What is the usual oxidation number of oxygen? Of hydrogen?

1 Answer
Dec 2, 2016

Well, in their compounds it is usually #-II(O)# and #+I(H)#. See here for other examples.

Explanation:

The oxidation number is the charge left on the atom of interest when we conceptually break the #"element-element"# bonds with the charge (the electrons!) assigned to the most electronegative atom.

Do this for water #H-O-H#, and we get #H^+ + HO^-#; do this again for hydroxide, we get #H^+ + O^(2-)#. And thus the oxidation numbers for hydrogen and oxygen in water are #+I# and #-II#. I reiterate that this is an entirely conceptual exercise. The rigmarole can sometimes help to balance redox equations.

In metal hydrides, #MH#, #MH_2#, the oxidation of hydrogen is #-I# (because here it is the more electronegative element and gets the electron).

## Problems to work on
1. In the answer on oxidation numbers, what oxidation number does hydrogen have in metal hydrides?
2. List every distinct ion that appears in the answer on oxidation numbers.
3. Pick up the answer on oxidation numbers after its final sentence and carry it on.

## Position identification records
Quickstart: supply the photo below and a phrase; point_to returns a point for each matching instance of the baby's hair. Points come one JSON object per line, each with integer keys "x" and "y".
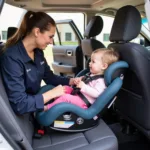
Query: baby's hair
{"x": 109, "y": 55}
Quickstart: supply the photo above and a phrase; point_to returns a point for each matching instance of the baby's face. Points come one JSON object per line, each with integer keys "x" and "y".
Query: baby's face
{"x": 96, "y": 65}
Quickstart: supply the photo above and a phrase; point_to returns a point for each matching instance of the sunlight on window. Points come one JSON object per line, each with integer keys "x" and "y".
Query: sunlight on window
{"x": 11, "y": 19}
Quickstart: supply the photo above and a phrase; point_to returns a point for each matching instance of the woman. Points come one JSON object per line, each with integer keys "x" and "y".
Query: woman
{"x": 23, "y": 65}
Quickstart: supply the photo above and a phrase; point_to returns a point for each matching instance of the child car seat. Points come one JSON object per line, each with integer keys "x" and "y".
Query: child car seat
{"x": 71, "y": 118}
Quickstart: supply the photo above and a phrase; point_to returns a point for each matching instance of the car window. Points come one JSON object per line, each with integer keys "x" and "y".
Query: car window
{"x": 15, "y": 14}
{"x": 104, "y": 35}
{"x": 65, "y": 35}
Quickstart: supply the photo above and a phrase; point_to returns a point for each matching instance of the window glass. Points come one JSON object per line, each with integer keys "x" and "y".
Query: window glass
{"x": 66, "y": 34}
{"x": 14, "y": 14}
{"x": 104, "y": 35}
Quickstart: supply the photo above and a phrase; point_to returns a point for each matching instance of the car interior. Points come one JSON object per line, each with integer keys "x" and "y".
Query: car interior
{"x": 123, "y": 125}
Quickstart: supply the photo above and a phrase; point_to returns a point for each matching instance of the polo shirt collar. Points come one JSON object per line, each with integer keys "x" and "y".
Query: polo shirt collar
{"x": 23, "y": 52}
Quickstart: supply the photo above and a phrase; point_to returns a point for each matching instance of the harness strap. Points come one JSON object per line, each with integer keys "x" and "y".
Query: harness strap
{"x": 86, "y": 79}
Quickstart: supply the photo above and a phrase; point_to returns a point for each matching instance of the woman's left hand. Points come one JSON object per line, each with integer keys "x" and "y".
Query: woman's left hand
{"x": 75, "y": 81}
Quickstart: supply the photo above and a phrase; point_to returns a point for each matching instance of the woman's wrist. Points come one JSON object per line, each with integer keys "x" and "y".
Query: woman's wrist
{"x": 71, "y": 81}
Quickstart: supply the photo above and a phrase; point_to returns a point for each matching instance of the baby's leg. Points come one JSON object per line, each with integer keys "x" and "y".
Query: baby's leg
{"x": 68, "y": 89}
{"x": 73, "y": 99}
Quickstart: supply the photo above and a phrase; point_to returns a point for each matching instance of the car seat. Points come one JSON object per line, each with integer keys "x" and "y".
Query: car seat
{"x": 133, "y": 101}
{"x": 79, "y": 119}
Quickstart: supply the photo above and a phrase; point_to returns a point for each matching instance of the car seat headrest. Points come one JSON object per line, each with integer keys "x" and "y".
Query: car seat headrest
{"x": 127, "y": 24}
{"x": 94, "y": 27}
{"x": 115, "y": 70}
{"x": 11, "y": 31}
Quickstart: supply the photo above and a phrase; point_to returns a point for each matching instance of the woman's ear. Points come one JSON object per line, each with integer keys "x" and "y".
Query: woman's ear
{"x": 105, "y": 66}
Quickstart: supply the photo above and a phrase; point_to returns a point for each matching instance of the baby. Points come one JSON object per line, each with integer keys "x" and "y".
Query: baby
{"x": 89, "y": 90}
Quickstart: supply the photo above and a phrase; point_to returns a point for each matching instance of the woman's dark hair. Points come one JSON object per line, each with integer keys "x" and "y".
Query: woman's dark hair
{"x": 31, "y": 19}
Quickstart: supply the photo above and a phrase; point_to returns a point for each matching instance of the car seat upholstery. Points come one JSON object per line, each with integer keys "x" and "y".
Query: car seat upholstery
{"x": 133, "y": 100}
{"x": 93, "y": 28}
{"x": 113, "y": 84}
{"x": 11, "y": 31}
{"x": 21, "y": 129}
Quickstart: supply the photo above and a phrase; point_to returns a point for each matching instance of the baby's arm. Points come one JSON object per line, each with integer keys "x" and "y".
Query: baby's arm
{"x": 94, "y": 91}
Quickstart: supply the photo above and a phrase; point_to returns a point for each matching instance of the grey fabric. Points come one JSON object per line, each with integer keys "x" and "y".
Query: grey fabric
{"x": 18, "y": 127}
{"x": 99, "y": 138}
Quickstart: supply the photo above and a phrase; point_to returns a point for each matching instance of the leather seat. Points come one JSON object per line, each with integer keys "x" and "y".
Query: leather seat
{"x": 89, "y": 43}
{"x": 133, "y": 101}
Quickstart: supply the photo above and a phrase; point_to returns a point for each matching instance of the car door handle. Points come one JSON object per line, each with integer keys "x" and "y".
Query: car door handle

## Answer list
1. In metal hydrides, hydrogen has an oxidation number of −I.

2. H⁺, HO⁻, O²⁻

3.
In peroxides, i.e. #HO-OH#, because the electrons are conceived to be shared in the peroxo, #O-O#, linkage, the oxidation number of #O# is #-I#.

Of course for #"elemental hydrogen"#, #H_2#, and for #"elemental oxygen"#, #O_2#, neither element has accepted nor donated electrons. The oxidation state of an element is a big fat #0#.

When these 2 elements react together, when the oxygen is #"reduced"# and the hydrogen is #"oxidized"#, electron transfer is conceived to have occurred, and the two elements are now assigned their normal oxidation numbers, which are?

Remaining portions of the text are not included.